## Material supplied
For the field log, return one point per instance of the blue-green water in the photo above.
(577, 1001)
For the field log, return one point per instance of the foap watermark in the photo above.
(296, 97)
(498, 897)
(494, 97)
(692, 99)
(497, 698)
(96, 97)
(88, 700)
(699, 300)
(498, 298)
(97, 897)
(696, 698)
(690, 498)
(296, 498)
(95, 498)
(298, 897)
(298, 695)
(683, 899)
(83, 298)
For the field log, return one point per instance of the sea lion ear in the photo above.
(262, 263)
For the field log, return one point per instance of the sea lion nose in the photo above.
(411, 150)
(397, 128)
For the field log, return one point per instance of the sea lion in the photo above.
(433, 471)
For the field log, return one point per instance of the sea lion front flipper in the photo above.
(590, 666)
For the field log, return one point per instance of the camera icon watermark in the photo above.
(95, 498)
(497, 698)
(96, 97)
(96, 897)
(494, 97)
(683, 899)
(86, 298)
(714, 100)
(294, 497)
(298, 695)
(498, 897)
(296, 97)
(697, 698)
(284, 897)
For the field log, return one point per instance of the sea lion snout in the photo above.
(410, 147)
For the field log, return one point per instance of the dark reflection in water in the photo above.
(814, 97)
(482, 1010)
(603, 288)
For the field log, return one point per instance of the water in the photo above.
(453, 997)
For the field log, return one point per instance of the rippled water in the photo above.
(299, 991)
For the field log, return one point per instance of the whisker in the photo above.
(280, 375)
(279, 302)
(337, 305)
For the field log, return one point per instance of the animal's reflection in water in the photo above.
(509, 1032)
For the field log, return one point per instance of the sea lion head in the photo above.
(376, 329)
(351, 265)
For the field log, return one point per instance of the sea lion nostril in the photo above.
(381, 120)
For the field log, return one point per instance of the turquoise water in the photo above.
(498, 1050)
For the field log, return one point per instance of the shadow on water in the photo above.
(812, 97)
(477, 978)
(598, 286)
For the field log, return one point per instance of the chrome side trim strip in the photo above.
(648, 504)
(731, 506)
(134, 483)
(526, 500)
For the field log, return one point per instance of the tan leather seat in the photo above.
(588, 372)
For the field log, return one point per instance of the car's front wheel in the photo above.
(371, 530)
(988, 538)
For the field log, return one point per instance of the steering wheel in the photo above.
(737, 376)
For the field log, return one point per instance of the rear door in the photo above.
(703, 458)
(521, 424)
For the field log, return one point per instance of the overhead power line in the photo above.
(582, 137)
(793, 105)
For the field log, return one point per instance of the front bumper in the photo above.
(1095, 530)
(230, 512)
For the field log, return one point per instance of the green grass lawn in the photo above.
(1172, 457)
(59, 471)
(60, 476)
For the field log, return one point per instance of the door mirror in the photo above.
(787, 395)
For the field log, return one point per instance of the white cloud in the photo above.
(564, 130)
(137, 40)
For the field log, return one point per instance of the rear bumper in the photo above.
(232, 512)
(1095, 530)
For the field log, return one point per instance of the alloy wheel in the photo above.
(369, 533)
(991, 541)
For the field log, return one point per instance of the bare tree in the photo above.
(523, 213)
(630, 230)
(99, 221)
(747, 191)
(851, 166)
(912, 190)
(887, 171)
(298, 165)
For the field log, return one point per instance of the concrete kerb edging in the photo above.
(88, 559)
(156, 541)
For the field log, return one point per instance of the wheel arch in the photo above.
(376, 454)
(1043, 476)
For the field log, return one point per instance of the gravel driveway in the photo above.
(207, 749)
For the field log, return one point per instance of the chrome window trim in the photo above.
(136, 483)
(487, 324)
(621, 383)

## Problem to solve
Copy every line above once more, precisely as it reads.

## Solution to the exercise
For the field log, return one point per instance of the blue-green water in the photo above.
(577, 1001)
For the field log, return one point per instance of the foap watermark in the photo above.
(296, 97)
(498, 897)
(494, 97)
(692, 99)
(497, 698)
(96, 97)
(88, 700)
(699, 300)
(498, 298)
(97, 897)
(696, 698)
(690, 498)
(296, 498)
(95, 498)
(298, 897)
(298, 695)
(683, 899)
(83, 298)
For the field log, return one point per instance of the sea lion ear in the photo above.
(262, 263)
For the field log, return one point per instance of the sea lion nose in the photo above.
(411, 150)
(397, 128)
For the field log, return one point per instance of the sea lion in the photo above.
(433, 471)
For the field log, return one point per instance of the sea lion front flipper in the photo above.
(590, 666)
For the field log, return one point per instance of the camera icon watermark in the photo above.
(95, 498)
(497, 698)
(96, 97)
(96, 897)
(494, 97)
(683, 899)
(86, 298)
(714, 100)
(294, 497)
(298, 695)
(498, 897)
(296, 97)
(697, 698)
(284, 897)
For the field log, return one point per instance of the sea lion snout in the photo above.
(410, 147)
For the field log, return one point per instance of the dark reflection in water in the photo above.
(814, 97)
(482, 1010)
(603, 288)
For the field log, return one point per instance of the water in the photo above.
(453, 997)
For the field log, return one point per instance of the rippled water in the photo above.
(299, 991)
For the field log, return one point per instance of the whisker in the photo above.
(280, 375)
(279, 302)
(337, 305)
For the field log, return one point per instance of the animal's reflection in water in the photo above.
(509, 1032)
For the field log, return one point per instance of the sea lion head in the photo above.
(376, 329)
(351, 265)
For the field log, return one point per instance of the sea lion nostril in the photo above.
(381, 120)
For the field log, return one point per instance of the turquoise water in the photo above.
(498, 1050)
For the field log, return one point per instance of the shadow on water in the photo above.
(812, 97)
(477, 978)
(598, 286)
For the field log, return one point per instance of the chrome side trim strip in the photo above.
(648, 504)
(731, 506)
(134, 483)
(526, 500)
For the field log, return one point per instance of the tan leather seat in the photo above.
(588, 372)
For the field log, return one point per instance of the car's front wheel in the photo above.
(371, 530)
(988, 538)
For the field log, return one point per instance of the steering wheel in the photo above.
(737, 376)
For the field log, return one point per instance of the rear door in the photo above.
(703, 458)
(521, 424)
For the field log, return one point per instance of the overhead power line in the photo above.
(582, 137)
(793, 105)
For the field log, return one point per instance of the front bumper in the photo above.
(1095, 530)
(230, 512)
For the field log, return one point per instance of the green grass lawn in the photo above.
(1172, 457)
(59, 471)
(60, 476)
For the field log, return one point per instance of the door mirror in the photo above.
(787, 395)
For the field log, return one point per instance of the white cloud in the photo above.
(564, 130)
(137, 40)
For the field log, return one point per instance of the rear bumper in the photo above.
(232, 512)
(1095, 530)
For the field log, return one point per instance of the alloy wheel in the photo above.
(369, 533)
(991, 541)
For the field log, return one point per instance of the bare tree in the photo above.
(523, 213)
(630, 230)
(99, 221)
(747, 191)
(851, 166)
(912, 190)
(887, 171)
(298, 165)
For the field log, return one point per instance of the concrete kerb edging in the photo above.
(88, 559)
(156, 541)
For the field log, return one point per instance of the wheel arch in the photo above.
(376, 454)
(1043, 476)
For the field log, return one point per instance of the gravel driveway in the photo above.
(207, 749)
For the field log, return one point per instance of the chrome window trim in the photo above.
(136, 483)
(487, 324)
(621, 383)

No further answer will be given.